## [REQUIRED WORK]
Below are records; reproduce exactly the lines from the one containing "officer's hand above? Mark it with a dot." through the end, both included, and only those.

## [RECORDED DATA]
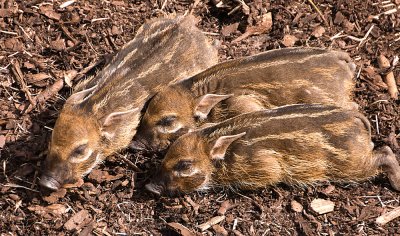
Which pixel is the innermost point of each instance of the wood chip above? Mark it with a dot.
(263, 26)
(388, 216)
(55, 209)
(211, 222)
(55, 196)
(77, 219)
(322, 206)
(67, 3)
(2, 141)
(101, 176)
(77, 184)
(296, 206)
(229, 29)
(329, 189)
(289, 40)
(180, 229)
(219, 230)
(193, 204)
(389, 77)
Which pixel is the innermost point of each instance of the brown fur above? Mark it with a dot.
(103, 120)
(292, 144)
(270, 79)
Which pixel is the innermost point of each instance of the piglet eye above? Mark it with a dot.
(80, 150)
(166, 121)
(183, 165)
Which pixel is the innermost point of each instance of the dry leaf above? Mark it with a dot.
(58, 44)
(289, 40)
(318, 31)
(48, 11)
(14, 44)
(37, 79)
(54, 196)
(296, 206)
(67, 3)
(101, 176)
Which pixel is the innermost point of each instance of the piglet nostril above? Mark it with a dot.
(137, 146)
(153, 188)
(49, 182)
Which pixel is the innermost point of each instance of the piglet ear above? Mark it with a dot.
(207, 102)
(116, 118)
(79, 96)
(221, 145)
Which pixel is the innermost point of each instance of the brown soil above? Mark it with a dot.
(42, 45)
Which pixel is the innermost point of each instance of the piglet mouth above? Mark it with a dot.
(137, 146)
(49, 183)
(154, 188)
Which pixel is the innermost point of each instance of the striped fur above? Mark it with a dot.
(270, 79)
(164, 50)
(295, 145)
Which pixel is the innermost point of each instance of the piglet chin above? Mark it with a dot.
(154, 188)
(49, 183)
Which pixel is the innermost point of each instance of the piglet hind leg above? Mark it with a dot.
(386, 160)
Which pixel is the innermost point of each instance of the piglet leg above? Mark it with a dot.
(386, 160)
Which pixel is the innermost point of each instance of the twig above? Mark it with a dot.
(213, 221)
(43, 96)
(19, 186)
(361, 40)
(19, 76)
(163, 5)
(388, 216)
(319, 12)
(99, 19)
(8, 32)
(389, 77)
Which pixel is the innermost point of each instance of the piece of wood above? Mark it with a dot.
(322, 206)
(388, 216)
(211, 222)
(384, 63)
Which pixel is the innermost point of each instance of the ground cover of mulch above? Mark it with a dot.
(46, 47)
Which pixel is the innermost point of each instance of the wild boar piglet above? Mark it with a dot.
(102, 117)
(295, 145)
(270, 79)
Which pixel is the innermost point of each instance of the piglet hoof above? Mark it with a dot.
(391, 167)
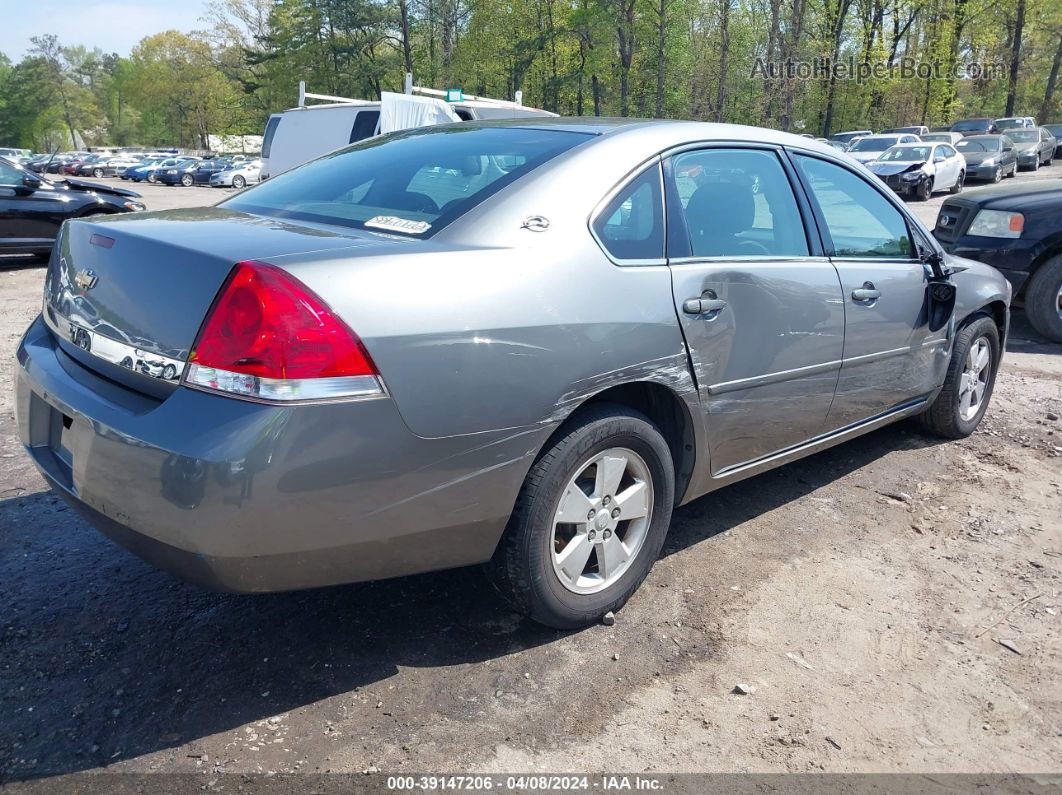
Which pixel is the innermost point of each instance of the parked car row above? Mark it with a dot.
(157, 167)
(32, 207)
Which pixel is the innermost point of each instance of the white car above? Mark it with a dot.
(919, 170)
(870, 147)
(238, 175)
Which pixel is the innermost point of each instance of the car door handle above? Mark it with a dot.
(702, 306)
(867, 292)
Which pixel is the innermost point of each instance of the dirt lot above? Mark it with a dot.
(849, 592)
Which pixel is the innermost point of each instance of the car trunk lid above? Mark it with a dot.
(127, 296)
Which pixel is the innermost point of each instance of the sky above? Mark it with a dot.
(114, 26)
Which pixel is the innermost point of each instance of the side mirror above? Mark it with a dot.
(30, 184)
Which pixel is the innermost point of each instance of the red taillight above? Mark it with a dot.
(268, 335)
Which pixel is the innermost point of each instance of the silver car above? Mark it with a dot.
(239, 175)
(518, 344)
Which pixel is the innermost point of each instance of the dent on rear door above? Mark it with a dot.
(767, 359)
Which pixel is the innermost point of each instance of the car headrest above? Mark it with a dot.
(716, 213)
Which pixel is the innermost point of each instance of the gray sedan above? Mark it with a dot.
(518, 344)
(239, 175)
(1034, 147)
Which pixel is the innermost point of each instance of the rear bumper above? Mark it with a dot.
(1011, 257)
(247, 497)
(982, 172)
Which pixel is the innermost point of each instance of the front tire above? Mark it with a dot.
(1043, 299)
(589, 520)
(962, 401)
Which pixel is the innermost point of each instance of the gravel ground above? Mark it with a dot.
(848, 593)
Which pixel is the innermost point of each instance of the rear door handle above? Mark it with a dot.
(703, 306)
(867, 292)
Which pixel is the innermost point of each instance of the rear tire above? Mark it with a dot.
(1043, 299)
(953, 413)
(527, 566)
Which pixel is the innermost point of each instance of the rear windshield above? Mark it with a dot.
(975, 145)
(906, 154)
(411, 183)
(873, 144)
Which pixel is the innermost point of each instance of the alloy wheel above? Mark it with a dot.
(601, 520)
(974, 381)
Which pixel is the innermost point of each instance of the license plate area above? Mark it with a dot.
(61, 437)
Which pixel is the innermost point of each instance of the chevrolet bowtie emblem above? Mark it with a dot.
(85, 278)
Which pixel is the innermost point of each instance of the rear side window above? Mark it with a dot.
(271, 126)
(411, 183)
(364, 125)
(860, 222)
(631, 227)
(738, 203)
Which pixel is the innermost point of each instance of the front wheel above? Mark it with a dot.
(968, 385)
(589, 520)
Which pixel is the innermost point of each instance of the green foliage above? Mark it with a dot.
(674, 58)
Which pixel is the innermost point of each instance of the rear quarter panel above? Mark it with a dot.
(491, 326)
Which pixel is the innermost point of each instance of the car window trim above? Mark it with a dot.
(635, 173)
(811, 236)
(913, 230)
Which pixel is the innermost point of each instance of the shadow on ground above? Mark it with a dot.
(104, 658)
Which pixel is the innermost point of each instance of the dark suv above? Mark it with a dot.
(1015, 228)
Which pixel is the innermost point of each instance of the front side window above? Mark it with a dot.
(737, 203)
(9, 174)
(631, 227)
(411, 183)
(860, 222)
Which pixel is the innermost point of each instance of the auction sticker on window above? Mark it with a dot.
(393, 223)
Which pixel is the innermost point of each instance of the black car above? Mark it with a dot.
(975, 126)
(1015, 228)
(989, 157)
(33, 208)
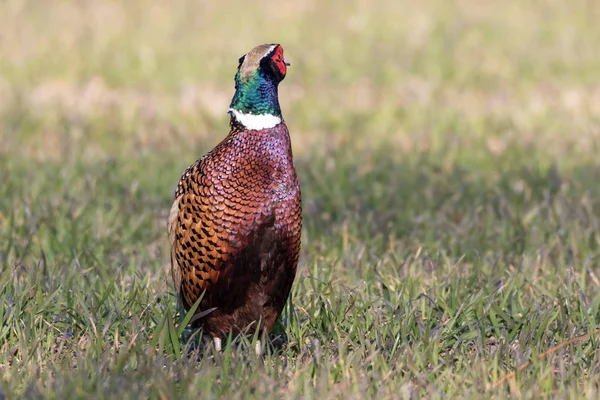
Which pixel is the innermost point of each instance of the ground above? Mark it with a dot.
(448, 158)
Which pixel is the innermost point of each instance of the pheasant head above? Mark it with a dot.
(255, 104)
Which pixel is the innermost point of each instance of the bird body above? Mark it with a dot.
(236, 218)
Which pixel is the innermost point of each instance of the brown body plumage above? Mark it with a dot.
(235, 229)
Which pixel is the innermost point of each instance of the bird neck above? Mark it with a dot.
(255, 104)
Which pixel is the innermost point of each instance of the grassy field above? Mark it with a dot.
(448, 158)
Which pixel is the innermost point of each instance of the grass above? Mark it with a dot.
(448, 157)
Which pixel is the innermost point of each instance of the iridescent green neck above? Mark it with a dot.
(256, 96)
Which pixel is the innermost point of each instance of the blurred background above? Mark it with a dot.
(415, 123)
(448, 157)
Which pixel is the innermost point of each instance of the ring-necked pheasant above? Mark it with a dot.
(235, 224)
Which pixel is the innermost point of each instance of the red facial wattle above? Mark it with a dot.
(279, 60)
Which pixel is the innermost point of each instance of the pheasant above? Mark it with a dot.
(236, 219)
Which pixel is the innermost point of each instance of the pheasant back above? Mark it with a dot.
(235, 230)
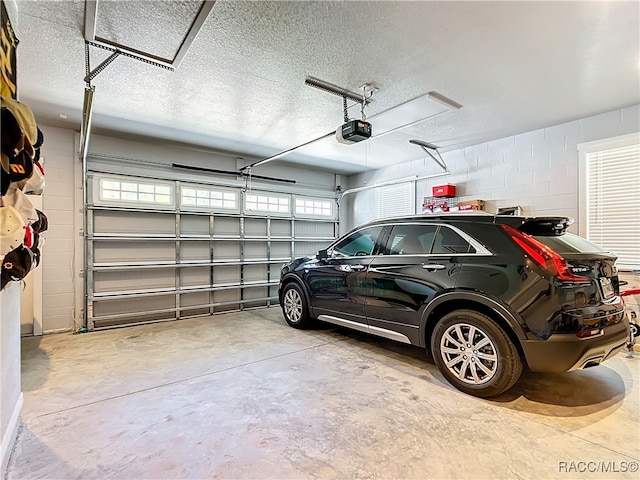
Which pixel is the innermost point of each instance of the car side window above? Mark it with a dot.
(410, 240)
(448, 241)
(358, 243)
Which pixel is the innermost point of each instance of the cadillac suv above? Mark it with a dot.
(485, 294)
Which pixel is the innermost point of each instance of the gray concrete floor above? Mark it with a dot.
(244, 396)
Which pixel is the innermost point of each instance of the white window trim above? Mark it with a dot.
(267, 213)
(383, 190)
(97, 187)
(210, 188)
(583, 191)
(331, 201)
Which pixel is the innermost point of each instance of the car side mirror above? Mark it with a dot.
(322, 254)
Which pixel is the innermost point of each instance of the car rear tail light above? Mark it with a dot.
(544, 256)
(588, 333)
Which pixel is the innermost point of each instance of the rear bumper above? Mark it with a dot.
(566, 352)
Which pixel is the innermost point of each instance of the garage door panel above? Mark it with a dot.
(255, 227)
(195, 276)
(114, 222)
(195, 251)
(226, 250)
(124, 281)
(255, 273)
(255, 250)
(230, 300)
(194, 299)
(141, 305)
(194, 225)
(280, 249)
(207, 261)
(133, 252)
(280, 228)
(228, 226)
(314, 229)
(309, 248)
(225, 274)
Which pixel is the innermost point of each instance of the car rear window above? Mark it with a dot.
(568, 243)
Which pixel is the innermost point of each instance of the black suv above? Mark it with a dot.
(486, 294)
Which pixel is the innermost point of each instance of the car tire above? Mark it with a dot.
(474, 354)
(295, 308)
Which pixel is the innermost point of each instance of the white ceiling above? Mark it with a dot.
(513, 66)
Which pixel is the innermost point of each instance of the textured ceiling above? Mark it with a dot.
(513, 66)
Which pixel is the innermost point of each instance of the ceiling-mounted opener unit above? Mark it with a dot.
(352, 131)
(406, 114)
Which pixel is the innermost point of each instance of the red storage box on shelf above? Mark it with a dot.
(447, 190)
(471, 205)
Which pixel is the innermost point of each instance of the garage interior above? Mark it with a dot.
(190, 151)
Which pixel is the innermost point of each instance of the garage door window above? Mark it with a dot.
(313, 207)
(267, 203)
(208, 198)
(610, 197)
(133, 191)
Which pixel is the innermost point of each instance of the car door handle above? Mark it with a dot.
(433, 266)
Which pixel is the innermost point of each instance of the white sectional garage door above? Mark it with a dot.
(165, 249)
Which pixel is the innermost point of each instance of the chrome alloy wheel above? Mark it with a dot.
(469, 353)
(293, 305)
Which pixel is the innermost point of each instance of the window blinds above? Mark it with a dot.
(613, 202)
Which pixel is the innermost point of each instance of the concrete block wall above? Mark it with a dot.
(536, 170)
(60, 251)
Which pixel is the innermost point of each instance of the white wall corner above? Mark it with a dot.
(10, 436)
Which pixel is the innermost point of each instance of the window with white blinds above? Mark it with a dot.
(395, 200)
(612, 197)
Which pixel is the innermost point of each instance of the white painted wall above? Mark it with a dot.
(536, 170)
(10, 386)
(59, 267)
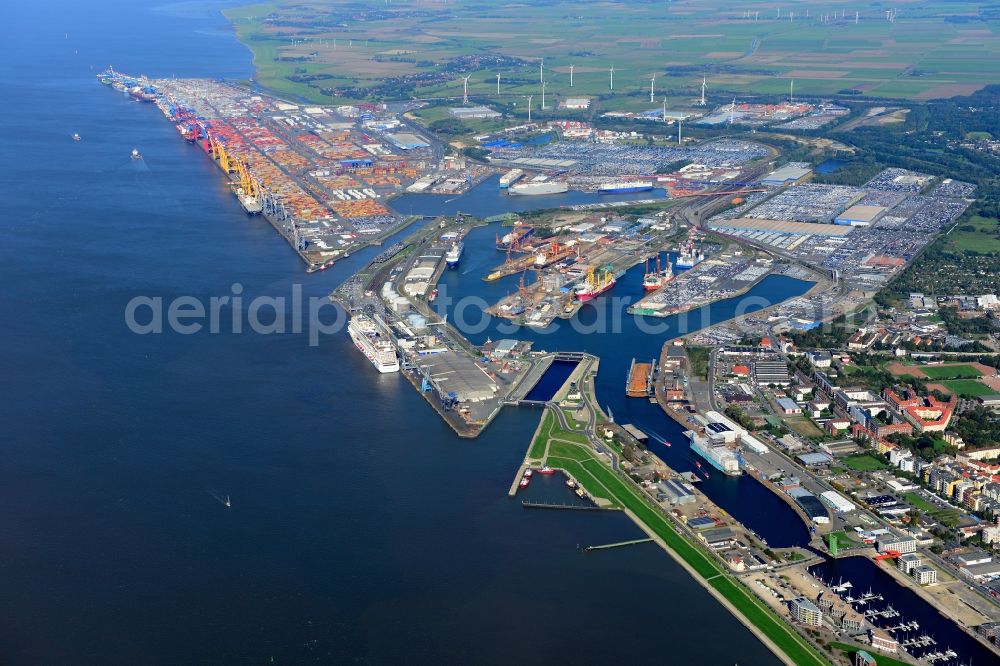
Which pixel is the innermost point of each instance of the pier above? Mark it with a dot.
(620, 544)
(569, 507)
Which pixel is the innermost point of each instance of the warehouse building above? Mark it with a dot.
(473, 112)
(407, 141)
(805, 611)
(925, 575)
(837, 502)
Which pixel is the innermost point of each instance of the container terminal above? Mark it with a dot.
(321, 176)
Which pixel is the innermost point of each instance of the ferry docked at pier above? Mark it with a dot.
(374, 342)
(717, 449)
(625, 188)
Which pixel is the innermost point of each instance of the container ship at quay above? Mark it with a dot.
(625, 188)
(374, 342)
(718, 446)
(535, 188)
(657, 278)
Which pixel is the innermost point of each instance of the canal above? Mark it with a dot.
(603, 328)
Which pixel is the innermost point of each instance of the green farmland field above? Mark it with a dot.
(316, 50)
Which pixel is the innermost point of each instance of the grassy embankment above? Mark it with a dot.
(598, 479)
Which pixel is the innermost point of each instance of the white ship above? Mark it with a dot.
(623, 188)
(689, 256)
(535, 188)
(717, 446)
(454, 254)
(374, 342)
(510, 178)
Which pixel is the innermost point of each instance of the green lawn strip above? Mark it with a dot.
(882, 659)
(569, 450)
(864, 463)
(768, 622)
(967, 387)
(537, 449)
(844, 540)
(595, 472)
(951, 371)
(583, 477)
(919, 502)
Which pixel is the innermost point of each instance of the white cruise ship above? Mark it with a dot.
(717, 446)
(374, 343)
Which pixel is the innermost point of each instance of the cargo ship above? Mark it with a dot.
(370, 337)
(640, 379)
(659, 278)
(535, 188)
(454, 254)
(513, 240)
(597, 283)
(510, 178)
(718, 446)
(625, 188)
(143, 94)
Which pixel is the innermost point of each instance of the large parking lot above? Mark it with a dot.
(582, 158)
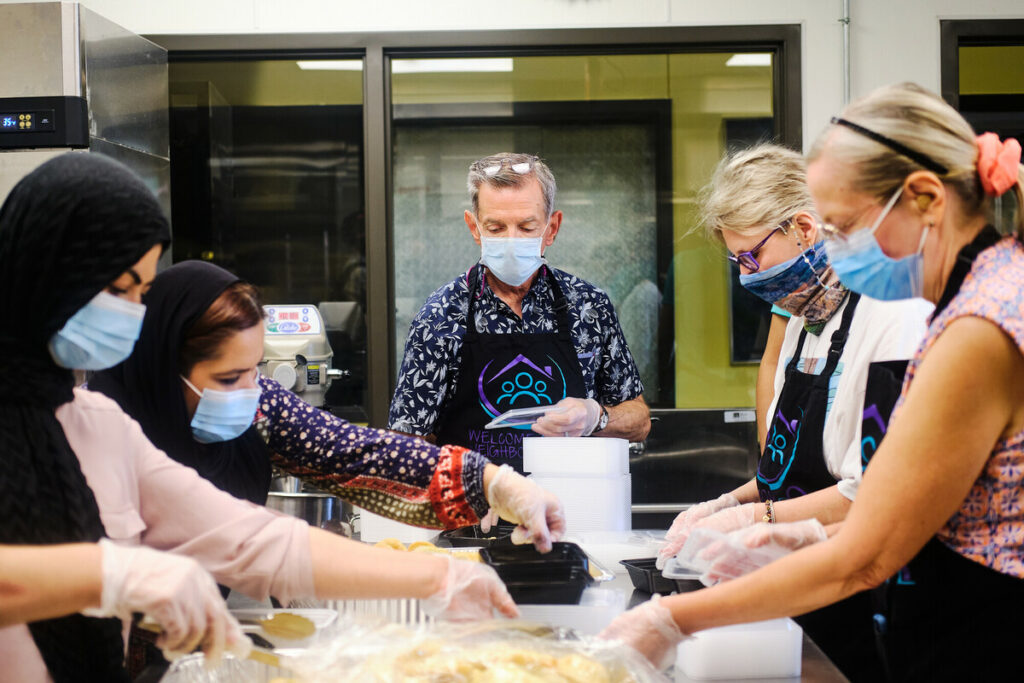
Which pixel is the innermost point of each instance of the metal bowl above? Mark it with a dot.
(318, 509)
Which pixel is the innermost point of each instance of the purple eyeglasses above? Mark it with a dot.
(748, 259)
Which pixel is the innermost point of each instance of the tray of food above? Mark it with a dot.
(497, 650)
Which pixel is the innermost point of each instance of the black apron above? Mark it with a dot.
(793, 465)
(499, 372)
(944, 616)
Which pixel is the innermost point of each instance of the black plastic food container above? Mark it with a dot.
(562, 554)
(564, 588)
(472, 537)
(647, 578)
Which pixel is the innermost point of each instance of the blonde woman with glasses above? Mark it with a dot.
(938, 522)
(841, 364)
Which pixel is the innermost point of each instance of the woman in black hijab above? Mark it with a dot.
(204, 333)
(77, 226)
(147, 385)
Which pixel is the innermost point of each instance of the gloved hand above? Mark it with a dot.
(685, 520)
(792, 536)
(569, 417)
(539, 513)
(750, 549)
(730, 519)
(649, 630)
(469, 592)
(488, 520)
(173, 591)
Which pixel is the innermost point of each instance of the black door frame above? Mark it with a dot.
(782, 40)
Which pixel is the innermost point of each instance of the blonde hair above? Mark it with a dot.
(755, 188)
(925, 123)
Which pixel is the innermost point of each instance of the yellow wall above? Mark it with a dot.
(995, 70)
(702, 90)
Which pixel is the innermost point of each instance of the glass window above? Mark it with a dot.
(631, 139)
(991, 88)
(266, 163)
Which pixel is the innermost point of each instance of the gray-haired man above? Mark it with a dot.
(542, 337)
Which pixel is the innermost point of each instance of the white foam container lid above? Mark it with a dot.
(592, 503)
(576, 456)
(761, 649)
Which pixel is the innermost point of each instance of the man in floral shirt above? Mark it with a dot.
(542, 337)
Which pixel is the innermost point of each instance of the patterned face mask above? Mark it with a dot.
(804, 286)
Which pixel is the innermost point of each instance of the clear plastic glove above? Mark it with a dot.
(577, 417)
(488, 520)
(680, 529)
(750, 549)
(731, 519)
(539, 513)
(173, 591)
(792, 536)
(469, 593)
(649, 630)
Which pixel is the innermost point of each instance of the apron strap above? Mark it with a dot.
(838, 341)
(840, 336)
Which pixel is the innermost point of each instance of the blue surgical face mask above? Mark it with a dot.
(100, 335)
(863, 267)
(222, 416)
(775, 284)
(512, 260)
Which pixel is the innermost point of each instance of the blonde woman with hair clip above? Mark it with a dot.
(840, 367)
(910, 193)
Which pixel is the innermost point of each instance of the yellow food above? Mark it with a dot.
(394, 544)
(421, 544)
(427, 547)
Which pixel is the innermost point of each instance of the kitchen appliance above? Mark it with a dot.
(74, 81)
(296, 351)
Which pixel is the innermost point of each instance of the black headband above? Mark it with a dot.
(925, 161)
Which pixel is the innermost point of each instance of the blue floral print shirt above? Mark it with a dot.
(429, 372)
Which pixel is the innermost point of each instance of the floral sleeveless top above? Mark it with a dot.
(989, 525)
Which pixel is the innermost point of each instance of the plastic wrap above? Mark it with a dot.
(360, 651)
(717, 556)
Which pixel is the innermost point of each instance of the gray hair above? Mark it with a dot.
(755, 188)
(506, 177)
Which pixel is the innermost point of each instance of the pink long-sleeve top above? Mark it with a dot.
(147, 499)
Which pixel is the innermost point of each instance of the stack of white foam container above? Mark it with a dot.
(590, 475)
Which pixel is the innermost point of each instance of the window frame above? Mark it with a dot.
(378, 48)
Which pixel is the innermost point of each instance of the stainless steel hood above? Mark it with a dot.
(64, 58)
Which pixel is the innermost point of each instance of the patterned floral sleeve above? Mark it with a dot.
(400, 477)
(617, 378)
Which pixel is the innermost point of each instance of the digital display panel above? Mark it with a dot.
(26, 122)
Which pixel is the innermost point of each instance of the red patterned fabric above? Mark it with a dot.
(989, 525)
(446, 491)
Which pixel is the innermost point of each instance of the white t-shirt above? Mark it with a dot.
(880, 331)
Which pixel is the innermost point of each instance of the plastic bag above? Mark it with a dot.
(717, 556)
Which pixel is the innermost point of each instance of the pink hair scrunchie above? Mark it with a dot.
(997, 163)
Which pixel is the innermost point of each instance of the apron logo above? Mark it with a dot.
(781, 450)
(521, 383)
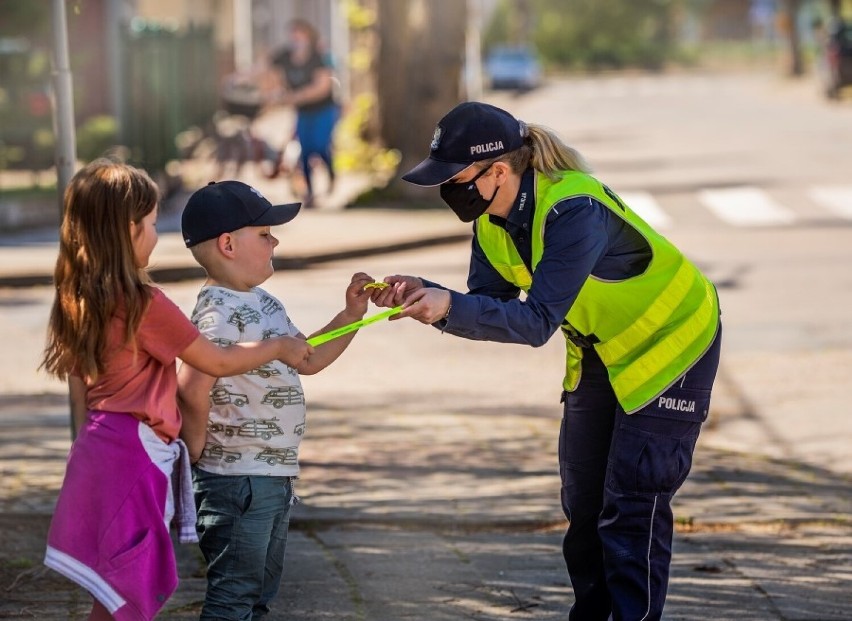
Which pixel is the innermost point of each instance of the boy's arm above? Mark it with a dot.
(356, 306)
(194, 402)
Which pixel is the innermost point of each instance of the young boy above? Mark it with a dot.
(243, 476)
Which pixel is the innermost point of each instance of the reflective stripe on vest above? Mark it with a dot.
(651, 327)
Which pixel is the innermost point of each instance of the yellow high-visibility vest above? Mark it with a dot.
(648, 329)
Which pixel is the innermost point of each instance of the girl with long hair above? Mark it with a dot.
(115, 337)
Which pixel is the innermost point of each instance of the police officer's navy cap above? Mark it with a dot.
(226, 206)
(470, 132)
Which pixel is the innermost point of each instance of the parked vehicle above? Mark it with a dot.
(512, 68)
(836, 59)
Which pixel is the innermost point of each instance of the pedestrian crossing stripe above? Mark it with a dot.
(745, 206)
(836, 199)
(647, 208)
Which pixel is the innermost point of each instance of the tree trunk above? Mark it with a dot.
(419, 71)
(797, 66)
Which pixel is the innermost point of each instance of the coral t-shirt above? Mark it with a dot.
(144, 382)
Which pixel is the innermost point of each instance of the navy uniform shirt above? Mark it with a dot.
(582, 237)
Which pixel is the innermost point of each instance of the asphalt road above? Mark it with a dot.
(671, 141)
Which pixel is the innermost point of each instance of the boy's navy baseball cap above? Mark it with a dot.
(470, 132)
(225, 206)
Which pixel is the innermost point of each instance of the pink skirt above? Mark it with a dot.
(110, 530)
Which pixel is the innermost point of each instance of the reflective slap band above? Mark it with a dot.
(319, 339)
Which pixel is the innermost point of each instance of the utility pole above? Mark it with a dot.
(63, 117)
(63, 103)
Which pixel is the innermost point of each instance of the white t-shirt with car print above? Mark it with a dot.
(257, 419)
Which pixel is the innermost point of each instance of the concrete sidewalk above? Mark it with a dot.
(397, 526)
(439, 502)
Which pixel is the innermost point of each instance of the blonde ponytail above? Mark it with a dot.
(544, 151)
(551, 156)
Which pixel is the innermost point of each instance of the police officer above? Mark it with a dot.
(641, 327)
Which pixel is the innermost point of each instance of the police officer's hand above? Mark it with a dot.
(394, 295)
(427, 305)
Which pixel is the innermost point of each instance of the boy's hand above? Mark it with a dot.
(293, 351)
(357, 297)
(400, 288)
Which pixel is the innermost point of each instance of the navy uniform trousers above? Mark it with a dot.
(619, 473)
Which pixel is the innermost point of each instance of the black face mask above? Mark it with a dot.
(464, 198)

## [TASK ANSWER]
Which pixel is the innermost point of each instance of the police officer's hand above? Mark it with a dot.
(394, 295)
(427, 305)
Which pixel is the innermost point of each instance of the boy's hand above? Mark it with a dot.
(293, 351)
(357, 297)
(400, 288)
Which pixel is the innermost point of each instance of the navy uniform trousers above? Mark it with a dot.
(619, 473)
Which pixel is the innermost point of each instance of the black face mask above? Mark it with a dot.
(464, 198)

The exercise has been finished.